Work instructions>
Find each line in the material below that contains the string "seat" and copy it out in full. Case counts.

Input data>
####################

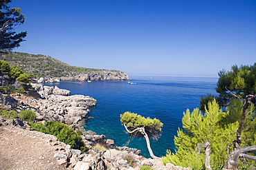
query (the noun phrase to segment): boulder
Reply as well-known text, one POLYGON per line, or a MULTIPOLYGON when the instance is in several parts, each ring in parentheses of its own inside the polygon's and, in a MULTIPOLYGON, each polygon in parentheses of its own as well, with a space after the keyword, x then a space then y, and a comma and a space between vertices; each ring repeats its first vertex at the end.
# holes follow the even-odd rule
POLYGON ((43 77, 40 77, 39 79, 37 81, 37 83, 44 83, 45 82, 44 78, 43 77))

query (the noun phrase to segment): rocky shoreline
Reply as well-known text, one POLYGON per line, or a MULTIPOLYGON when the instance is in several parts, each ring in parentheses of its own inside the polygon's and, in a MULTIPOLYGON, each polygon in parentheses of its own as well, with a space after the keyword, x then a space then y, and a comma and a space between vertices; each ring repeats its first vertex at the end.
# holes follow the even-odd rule
MULTIPOLYGON (((156 170, 188 169, 172 164, 163 166, 161 159, 145 158, 139 156, 140 151, 136 149, 116 147, 114 145, 114 141, 107 139, 105 136, 97 135, 91 131, 86 131, 80 125, 79 122, 86 118, 89 108, 96 105, 95 99, 83 95, 71 96, 70 91, 59 89, 57 87, 44 86, 39 84, 32 84, 32 86, 36 91, 30 92, 32 96, 26 96, 20 94, 12 95, 1 94, 0 103, 5 109, 9 110, 16 109, 19 111, 30 109, 35 111, 37 113, 37 122, 56 120, 82 132, 83 142, 87 148, 85 153, 82 153, 80 150, 71 149, 69 145, 57 141, 55 136, 51 136, 51 139, 46 140, 46 144, 55 146, 53 158, 65 169, 139 170, 139 167, 143 165, 150 166, 156 170), (107 149, 100 151, 95 149, 93 147, 96 144, 100 144, 107 149)), ((33 129, 26 122, 19 119, 4 120, 0 117, 0 127, 3 128, 3 131, 22 131, 21 134, 26 135, 35 133, 31 132, 33 131, 31 131, 33 129), (18 128, 19 130, 14 128, 18 128)), ((49 135, 37 132, 36 136, 37 138, 47 139, 46 136, 49 135)))
POLYGON ((43 78, 35 79, 37 83, 59 83, 60 81, 128 81, 129 80, 126 73, 121 72, 102 72, 96 73, 79 73, 73 75, 43 78))

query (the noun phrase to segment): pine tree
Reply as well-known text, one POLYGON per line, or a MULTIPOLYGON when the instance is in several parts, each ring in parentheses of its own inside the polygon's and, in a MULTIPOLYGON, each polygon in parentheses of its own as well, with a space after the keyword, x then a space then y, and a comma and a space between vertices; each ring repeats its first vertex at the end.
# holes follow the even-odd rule
POLYGON ((126 111, 120 115, 121 123, 133 137, 145 138, 147 149, 152 158, 158 158, 153 153, 150 147, 149 138, 157 139, 161 135, 163 124, 156 118, 145 118, 137 114, 126 111))
MULTIPOLYGON (((248 121, 241 136, 244 142, 241 147, 256 144, 253 107, 250 105, 248 109, 248 121)), ((219 109, 216 100, 213 100, 208 103, 205 114, 199 109, 194 109, 192 113, 187 109, 182 118, 183 129, 179 129, 177 136, 174 137, 177 150, 175 153, 167 151, 163 158, 164 163, 171 162, 183 167, 190 167, 192 169, 205 169, 204 153, 201 153, 196 156, 194 151, 197 150, 197 144, 205 143, 208 140, 211 147, 212 168, 221 169, 227 159, 227 146, 236 139, 242 108, 240 101, 236 100, 223 111, 219 109)))

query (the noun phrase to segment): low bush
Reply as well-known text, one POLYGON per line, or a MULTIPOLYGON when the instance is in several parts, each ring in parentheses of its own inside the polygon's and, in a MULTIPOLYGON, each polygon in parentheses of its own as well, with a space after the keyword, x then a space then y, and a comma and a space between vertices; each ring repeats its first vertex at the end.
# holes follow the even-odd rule
POLYGON ((79 136, 80 133, 77 134, 62 123, 48 121, 45 123, 30 123, 29 125, 36 131, 55 136, 58 140, 71 145, 71 149, 80 149, 82 153, 86 149, 81 136, 79 136))
POLYGON ((13 110, 9 111, 3 109, 0 109, 0 115, 6 119, 13 119, 19 118, 17 112, 13 110))
POLYGON ((104 146, 103 146, 100 143, 96 143, 96 145, 93 147, 93 149, 94 150, 97 149, 100 151, 105 151, 109 150, 109 149, 107 149, 107 147, 105 147, 104 146))
POLYGON ((141 166, 140 169, 140 170, 154 170, 154 169, 149 166, 141 166))
POLYGON ((30 109, 26 109, 26 110, 21 110, 19 117, 22 120, 25 121, 30 122, 32 120, 34 120, 35 118, 36 114, 35 111, 30 110, 30 109))

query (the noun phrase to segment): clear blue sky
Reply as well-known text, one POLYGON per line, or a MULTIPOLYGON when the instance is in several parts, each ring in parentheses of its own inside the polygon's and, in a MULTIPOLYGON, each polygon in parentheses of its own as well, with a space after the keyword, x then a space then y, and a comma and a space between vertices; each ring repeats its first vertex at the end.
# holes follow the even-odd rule
POLYGON ((129 75, 215 76, 256 62, 256 1, 12 0, 14 51, 129 75))

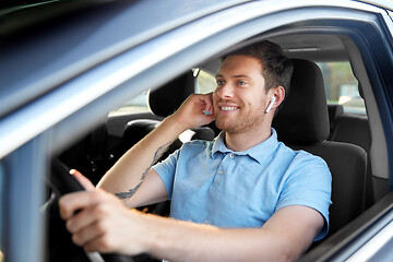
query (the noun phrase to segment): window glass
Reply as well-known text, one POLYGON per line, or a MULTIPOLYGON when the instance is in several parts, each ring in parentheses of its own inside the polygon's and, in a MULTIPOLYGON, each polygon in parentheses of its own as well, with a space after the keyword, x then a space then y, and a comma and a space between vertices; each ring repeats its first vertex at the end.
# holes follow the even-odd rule
POLYGON ((343 105, 345 112, 366 114, 358 82, 349 62, 319 62, 323 74, 327 104, 343 105))
POLYGON ((147 91, 142 92, 134 98, 126 102, 119 108, 109 112, 109 116, 131 115, 150 111, 147 106, 147 91))
POLYGON ((198 70, 195 93, 206 94, 213 92, 217 86, 214 75, 201 69, 198 70))

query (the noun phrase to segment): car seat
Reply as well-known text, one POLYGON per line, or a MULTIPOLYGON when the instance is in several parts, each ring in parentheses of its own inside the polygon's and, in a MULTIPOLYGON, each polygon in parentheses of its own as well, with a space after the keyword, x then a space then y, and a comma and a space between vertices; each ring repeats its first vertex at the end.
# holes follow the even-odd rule
POLYGON ((293 63, 290 90, 273 127, 289 147, 327 163, 332 172, 331 235, 362 212, 367 153, 354 144, 326 141, 330 127, 322 72, 308 60, 293 59, 293 63))

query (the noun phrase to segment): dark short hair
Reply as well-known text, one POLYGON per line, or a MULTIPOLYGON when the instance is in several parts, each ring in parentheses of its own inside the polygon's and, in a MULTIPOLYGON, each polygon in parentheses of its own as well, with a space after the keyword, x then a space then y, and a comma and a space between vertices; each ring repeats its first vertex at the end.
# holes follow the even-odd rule
POLYGON ((266 93, 272 87, 283 86, 285 96, 287 96, 294 66, 284 56, 281 46, 263 40, 229 52, 222 58, 222 61, 229 56, 250 56, 259 59, 262 63, 262 76, 265 79, 266 93))

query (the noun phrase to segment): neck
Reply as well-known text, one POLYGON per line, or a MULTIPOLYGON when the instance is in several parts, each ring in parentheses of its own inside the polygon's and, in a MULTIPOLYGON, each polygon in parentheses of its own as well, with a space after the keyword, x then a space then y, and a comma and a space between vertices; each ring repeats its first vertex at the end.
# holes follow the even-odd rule
POLYGON ((271 124, 243 133, 225 132, 225 145, 228 150, 235 152, 247 151, 267 140, 271 134, 271 124))

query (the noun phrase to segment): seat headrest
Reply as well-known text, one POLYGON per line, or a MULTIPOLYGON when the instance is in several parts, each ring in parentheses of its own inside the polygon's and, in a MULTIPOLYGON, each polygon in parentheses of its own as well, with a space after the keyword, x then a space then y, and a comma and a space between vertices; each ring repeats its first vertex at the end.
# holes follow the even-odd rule
POLYGON ((168 117, 180 107, 189 95, 194 93, 195 78, 192 71, 187 71, 164 86, 150 92, 148 107, 159 117, 168 117))
POLYGON ((294 73, 289 94, 273 119, 273 127, 284 143, 309 144, 324 141, 330 127, 322 72, 314 62, 291 60, 294 73))

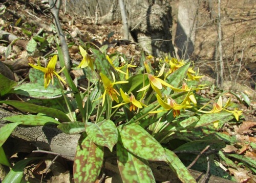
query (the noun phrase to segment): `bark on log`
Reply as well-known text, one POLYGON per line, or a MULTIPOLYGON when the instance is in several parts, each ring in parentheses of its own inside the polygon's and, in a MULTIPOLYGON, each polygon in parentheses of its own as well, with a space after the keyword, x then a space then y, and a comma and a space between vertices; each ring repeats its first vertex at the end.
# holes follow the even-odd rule
MULTIPOLYGON (((2 119, 14 114, 0 108, 0 127, 6 121, 2 119)), ((68 135, 61 133, 54 126, 17 127, 11 134, 14 138, 22 139, 40 149, 51 151, 59 153, 68 160, 74 160, 75 149, 80 135, 68 135)), ((119 174, 116 156, 105 148, 103 168, 105 172, 112 175, 119 174)), ((164 162, 150 162, 156 180, 157 181, 170 181, 171 182, 180 182, 168 166, 164 162)), ((189 172, 198 182, 203 179, 204 173, 189 169, 189 172)), ((105 172, 105 173, 106 173, 105 172)), ((214 175, 210 175, 206 180, 209 183, 231 183, 233 181, 214 175)))
MULTIPOLYGON (((5 40, 11 43, 12 41, 19 38, 15 35, 9 33, 7 32, 0 30, 0 39, 5 40)), ((26 49, 26 46, 28 41, 26 40, 24 40, 22 39, 17 40, 14 44, 19 46, 22 48, 26 49)))

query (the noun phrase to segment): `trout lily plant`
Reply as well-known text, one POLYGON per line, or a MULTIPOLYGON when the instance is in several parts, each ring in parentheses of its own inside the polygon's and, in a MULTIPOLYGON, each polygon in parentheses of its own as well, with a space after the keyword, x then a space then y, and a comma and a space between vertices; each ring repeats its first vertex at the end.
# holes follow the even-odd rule
MULTIPOLYGON (((4 118, 12 123, 0 128, 0 134, 5 133, 1 157, 5 157, 2 145, 17 125, 55 124, 67 134, 81 135, 74 161, 75 182, 94 182, 105 163, 104 154, 110 152, 116 157, 124 182, 156 182, 151 161, 167 163, 183 182, 196 182, 185 165, 195 158, 193 154, 178 157, 173 150, 200 151, 208 145, 220 150, 225 144, 218 130, 234 116, 238 120, 242 114, 237 109, 227 110, 229 100, 223 107, 221 97, 216 102, 198 95, 198 91, 207 88, 199 82, 202 76, 194 71, 190 62, 170 57, 153 67, 147 59, 154 58, 142 54, 140 61, 132 65, 125 56, 106 55, 80 46, 83 59, 76 67, 83 69, 88 81, 86 91, 82 92, 65 68, 57 48, 62 68, 59 72, 55 71, 55 55, 45 68, 29 64, 30 83, 18 85, 1 75, 2 81, 10 82, 9 88, 1 88, 2 97, 16 93, 45 101, 0 101, 32 113, 4 118)), ((211 166, 216 167, 216 162, 212 155, 211 166)), ((10 166, 6 158, 0 163, 10 166)))

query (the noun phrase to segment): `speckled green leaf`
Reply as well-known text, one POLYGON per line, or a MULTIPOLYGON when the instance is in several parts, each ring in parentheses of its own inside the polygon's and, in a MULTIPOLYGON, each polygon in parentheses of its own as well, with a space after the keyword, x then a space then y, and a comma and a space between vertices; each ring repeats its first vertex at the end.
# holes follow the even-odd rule
POLYGON ((0 147, 0 164, 11 167, 11 164, 10 163, 8 159, 6 157, 5 151, 3 147, 0 147))
POLYGON ((67 134, 77 134, 86 131, 84 123, 79 121, 63 122, 57 127, 67 134))
POLYGON ((140 125, 122 125, 118 129, 123 146, 130 152, 147 160, 166 160, 163 147, 140 125))
POLYGON ((155 182, 147 161, 130 152, 121 142, 117 145, 118 168, 123 182, 155 182))
POLYGON ((16 115, 3 118, 12 122, 21 122, 25 125, 41 126, 48 124, 59 124, 60 123, 53 118, 45 116, 16 115))
POLYGON ((8 123, 5 124, 0 128, 0 134, 1 135, 0 136, 0 147, 4 144, 16 126, 20 124, 22 124, 22 123, 8 123))
POLYGON ((168 160, 167 163, 180 180, 184 183, 196 183, 195 178, 176 154, 169 149, 165 149, 165 151, 168 160))
POLYGON ((74 161, 74 180, 76 183, 94 183, 103 163, 103 147, 94 144, 84 133, 81 136, 74 161))
POLYGON ((87 134, 93 142, 112 151, 118 140, 117 129, 112 121, 106 119, 97 124, 86 123, 85 127, 87 134))
POLYGON ((0 74, 0 96, 8 93, 12 87, 17 85, 17 82, 8 79, 2 74, 0 74))
POLYGON ((3 180, 2 183, 17 183, 21 182, 22 177, 23 176, 23 171, 27 164, 29 162, 41 159, 41 158, 28 158, 17 162, 8 174, 3 180))
MULTIPOLYGON (((20 85, 15 87, 11 93, 41 99, 55 98, 62 96, 61 90, 59 87, 57 88, 50 85, 47 88, 45 88, 44 84, 37 83, 29 83, 20 85)), ((65 93, 68 93, 66 91, 65 93)))
POLYGON ((0 103, 11 105, 24 112, 41 113, 52 118, 58 118, 60 121, 70 121, 70 119, 65 113, 57 109, 16 100, 0 101, 0 103))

####################

Correct result>
query (the noun phrase to segment): car seat
query (the noun phrase to segment): seat headrest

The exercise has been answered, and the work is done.